REQUIRED TASKS:
(a) In the lock mechanism description, what does the outer arm (632) extend through?
(b) Write out the part of the lock mechanism description starting at "The spring is" and ending at "the through hole (641).".

DOCUMENT EXTRACT:
====================

The outer driving member (63) has an outer panel (631), a bulge (633) and an outer arm (632). The outer panel (631) has an inner surface (not numbered) and an outer surface (not numbered). The bulge (633) protrudes laterally from the inner surface of the outer panel (631). The outer arm (632) extends laterally from the outer surface of the outer panel (631). When the inner panel (621) rotates, one of the shoulders pushes the bulge (633) to rotate the outer panel (631) and outer arm (632). The inner surface of the outer panel (631) abuts the outer surface of the inner panel (321).

The spring is put around the outer arm (632) of the outer driving member (63) to make the inner surface of the outer panel (631) abut the outer surface of the inner panel (621).

The fastening member (64) is mounted on the inner surface of the cylindrical housing (60) and has a through hole (641). The outer arm (632) extends through the through hole (641).

The latch bolt is connected to the outer arm (632) of the outer driving member (63) outside the cylindrical housing (60). The rotary outer arm (632) controls the latch bolt to lock or unlock the door.

Rotating the corresponding key can extend or retract the latch bolt lock However, in the rotating process of the lock driving mechanism (61), only one of the shoulders (623) pushes the bulge (633) to rotate the outer driving member (63). Thus, a moment imposed by one of the shoulders (623) only concentrates on the bulge (633) but not distributes symmetrically over the outer panel (631). The moment is irregular and cannot make the outer panel (631) rotate smooth.

SUMMARY OF THE INVENTION

The primary objective of the present invention is to provide a lock driving mechanism to connect a lock core assembly to a latch bolt of a lock, to smoothly drive the latch bolt.

The lock driving mechanism in accordance with the present invention is held in a cylindrical housing of the lock.

The cylindrical housing is mounted in a door and has an inner surface and a receiving hole. The receiving hole is defined in the inner surface of the cylindrical housing.

The lock driving mechanism is held rotatably in the receiving hole in the cylindrical housing and has an inner driving member and an outer driving member.

The inner driving member has an inner panel, a lock core driver, an inner driver and an outer driver. The inner panel has a center, an imaginary inner circle, an imaginary outer circle, an inner surface and an outer surface. The imaginary inner circle and imaginary outer circle are concentric circles centered at the center of the inner panel. The lock core driver has at least one inner arm extending from the inner surface of the inner panel and being connected with the lock core assembly. The inner driver has two stop portions formed on the outer surface on the imaginary inner circle of the inner panel. The outer driver has two stop portions formed on the outer surface on the imaginary outer circle of the inner panel.

====================

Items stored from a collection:

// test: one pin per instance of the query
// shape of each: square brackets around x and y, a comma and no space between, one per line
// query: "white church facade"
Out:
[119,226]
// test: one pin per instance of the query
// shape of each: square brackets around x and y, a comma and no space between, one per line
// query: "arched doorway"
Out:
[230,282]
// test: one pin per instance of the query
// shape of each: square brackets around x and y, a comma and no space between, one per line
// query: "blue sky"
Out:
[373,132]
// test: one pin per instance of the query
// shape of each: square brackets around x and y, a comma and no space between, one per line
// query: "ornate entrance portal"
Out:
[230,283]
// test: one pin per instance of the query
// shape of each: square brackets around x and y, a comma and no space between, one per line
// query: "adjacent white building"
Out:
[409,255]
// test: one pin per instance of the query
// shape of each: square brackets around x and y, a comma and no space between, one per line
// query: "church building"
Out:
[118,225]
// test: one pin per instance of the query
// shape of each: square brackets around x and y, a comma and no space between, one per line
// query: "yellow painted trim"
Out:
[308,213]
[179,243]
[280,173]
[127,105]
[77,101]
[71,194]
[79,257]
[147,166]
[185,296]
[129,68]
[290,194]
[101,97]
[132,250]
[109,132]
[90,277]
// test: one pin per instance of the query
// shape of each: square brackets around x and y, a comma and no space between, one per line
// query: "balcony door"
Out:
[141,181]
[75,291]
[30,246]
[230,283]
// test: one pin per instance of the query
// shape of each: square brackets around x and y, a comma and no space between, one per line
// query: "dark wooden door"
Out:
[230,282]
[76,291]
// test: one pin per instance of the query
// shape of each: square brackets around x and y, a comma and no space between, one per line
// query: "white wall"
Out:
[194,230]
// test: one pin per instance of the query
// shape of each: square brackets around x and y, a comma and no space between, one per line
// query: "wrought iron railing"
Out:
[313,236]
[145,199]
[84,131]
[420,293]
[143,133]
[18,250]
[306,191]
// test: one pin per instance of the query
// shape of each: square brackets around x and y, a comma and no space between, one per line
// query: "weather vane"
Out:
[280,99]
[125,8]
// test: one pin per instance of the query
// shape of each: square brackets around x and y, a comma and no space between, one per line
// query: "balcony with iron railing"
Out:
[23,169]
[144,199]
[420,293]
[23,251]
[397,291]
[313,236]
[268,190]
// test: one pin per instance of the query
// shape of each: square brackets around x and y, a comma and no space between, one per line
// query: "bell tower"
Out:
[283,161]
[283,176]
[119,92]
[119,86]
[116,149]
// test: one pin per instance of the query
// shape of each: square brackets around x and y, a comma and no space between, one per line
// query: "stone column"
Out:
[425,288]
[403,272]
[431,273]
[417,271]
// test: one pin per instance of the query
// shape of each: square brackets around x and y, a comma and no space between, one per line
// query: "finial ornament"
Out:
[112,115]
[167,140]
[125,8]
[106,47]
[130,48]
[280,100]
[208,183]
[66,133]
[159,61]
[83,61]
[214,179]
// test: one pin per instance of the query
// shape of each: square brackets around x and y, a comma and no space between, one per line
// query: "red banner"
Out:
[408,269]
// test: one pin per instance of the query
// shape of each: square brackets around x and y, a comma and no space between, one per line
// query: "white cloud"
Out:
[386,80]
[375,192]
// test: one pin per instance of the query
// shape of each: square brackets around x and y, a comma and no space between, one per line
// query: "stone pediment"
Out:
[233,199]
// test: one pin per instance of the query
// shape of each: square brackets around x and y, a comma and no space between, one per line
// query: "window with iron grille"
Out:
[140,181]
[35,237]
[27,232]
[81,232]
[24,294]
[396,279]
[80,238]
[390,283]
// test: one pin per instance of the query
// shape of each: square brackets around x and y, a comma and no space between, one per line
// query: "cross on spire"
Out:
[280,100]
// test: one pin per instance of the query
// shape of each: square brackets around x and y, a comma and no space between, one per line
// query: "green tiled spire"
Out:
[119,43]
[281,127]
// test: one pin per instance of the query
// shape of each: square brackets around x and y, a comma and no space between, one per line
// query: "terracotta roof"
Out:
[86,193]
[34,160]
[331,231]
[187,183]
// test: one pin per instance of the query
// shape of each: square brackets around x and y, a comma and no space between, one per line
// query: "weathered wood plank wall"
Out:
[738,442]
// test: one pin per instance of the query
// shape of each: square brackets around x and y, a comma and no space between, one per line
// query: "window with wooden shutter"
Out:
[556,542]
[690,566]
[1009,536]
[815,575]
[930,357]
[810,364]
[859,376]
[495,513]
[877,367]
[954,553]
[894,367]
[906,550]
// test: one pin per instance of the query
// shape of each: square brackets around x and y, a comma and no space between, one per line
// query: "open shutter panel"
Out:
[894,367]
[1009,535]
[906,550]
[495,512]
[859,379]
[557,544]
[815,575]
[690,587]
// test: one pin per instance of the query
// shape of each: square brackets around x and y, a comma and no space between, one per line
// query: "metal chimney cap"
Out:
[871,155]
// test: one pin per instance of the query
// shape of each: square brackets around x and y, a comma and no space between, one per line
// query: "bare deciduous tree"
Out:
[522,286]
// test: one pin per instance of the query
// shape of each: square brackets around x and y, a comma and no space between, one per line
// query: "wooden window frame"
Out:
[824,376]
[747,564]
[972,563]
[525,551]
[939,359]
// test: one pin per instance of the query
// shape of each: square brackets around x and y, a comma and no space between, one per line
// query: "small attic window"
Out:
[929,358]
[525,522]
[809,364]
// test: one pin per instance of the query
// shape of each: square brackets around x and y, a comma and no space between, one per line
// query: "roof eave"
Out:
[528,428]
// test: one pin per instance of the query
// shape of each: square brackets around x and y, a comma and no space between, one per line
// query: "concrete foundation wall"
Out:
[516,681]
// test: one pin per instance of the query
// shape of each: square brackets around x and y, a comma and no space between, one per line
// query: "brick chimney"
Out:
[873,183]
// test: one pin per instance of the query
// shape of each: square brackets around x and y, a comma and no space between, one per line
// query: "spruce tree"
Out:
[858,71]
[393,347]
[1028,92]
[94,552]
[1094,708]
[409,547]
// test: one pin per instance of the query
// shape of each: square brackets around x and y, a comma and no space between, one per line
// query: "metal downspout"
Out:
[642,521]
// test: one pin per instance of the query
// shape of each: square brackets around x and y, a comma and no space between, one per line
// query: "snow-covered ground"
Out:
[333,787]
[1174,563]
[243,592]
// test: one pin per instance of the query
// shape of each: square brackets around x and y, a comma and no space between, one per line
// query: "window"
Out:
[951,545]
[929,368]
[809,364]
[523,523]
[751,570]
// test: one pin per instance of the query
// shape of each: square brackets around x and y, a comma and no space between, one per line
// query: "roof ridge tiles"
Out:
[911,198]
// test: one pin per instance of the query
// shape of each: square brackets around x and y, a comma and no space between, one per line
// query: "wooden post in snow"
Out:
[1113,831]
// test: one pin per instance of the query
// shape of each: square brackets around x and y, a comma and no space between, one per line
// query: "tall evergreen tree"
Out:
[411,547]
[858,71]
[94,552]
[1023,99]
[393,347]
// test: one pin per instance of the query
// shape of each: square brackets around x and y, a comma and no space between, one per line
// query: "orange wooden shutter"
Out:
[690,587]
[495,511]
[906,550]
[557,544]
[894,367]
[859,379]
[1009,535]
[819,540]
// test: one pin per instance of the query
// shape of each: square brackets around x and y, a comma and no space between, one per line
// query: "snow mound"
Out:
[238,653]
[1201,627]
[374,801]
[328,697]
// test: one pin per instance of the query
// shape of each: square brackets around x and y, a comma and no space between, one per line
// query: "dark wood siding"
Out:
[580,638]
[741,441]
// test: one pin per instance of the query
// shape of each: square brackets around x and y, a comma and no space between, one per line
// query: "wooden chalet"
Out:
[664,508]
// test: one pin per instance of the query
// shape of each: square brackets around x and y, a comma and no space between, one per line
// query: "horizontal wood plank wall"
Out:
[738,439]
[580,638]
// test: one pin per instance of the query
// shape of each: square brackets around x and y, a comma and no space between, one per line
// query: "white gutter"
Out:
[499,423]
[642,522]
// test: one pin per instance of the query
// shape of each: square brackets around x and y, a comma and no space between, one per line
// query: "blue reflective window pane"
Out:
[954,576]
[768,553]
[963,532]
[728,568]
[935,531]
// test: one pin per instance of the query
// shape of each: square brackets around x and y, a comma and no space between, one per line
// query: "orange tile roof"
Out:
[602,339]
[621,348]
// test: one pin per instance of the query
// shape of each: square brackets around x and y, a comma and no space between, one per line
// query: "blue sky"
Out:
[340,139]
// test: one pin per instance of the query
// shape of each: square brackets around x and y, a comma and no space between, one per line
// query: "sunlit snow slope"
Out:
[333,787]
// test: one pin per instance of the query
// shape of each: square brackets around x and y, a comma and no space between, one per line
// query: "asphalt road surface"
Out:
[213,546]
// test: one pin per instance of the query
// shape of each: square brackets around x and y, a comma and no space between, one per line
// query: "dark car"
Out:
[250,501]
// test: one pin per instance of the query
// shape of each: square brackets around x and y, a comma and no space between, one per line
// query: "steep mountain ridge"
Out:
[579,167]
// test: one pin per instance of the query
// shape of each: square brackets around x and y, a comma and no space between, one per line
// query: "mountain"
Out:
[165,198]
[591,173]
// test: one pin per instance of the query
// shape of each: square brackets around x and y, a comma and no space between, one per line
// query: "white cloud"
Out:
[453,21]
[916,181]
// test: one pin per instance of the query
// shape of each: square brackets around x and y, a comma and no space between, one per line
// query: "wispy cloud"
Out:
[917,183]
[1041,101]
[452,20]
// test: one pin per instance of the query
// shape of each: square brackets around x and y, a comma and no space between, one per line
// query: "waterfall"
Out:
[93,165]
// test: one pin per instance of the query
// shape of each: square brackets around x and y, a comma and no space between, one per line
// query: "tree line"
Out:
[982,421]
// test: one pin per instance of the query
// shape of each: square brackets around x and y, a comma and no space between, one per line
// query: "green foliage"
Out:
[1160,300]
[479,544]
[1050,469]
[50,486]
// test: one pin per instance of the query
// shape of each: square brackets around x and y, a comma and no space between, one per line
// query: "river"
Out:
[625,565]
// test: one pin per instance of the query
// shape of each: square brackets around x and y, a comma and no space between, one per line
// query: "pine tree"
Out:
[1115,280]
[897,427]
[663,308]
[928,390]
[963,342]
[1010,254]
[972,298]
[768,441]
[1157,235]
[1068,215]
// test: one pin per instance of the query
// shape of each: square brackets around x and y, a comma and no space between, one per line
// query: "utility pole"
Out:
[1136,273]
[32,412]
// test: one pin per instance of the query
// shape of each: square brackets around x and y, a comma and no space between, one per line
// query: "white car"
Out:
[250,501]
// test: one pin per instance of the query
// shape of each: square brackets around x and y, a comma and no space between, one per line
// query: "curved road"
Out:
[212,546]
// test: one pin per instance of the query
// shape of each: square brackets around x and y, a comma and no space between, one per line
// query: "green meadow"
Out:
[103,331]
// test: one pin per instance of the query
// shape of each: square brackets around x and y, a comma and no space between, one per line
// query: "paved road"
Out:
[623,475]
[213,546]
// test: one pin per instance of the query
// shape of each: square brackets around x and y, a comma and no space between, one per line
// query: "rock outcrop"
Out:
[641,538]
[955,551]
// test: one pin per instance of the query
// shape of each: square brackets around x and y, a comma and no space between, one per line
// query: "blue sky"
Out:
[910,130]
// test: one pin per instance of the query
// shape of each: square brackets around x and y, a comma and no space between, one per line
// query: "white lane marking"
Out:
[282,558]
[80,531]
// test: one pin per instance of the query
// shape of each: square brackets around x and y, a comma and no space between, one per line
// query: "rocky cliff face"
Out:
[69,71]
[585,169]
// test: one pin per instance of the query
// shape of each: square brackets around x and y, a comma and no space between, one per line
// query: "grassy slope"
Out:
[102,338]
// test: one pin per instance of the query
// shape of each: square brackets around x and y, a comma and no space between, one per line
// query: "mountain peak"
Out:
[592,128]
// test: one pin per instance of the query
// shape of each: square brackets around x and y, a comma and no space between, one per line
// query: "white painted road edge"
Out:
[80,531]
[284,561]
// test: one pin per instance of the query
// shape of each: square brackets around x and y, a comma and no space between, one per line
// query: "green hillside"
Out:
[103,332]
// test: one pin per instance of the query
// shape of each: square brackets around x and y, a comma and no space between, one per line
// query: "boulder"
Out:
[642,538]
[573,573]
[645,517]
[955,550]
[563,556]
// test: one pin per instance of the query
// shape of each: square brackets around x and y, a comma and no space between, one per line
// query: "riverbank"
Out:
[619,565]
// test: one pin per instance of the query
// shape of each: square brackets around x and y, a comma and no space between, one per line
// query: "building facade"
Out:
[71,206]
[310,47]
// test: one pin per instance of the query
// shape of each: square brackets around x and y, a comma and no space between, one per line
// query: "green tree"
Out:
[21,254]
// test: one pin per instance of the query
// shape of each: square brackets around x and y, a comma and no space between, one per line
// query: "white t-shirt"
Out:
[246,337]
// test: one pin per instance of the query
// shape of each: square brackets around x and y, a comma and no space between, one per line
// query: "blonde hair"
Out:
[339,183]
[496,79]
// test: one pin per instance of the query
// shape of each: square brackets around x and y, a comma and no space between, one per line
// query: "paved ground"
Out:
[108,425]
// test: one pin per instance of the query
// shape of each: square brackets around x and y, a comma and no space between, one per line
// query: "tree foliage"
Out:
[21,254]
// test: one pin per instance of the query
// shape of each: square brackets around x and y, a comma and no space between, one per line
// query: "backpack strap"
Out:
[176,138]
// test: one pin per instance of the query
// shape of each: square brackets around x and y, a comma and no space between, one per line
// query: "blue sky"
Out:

====================

RESULTS IN ORDER:
(a) The through hole (641) of the fastening member (64).

(b)
The spring is put around the outer arm (632) of the outer driving member (63) to make the inner surface of the outer panel (631) abut the outer surface of the inner panel (621).

The fastening member (64) is mounted on the inner surface of the cylindrical housing (60) and has a through hole (641). The outer arm (632) extends through the through hole (641).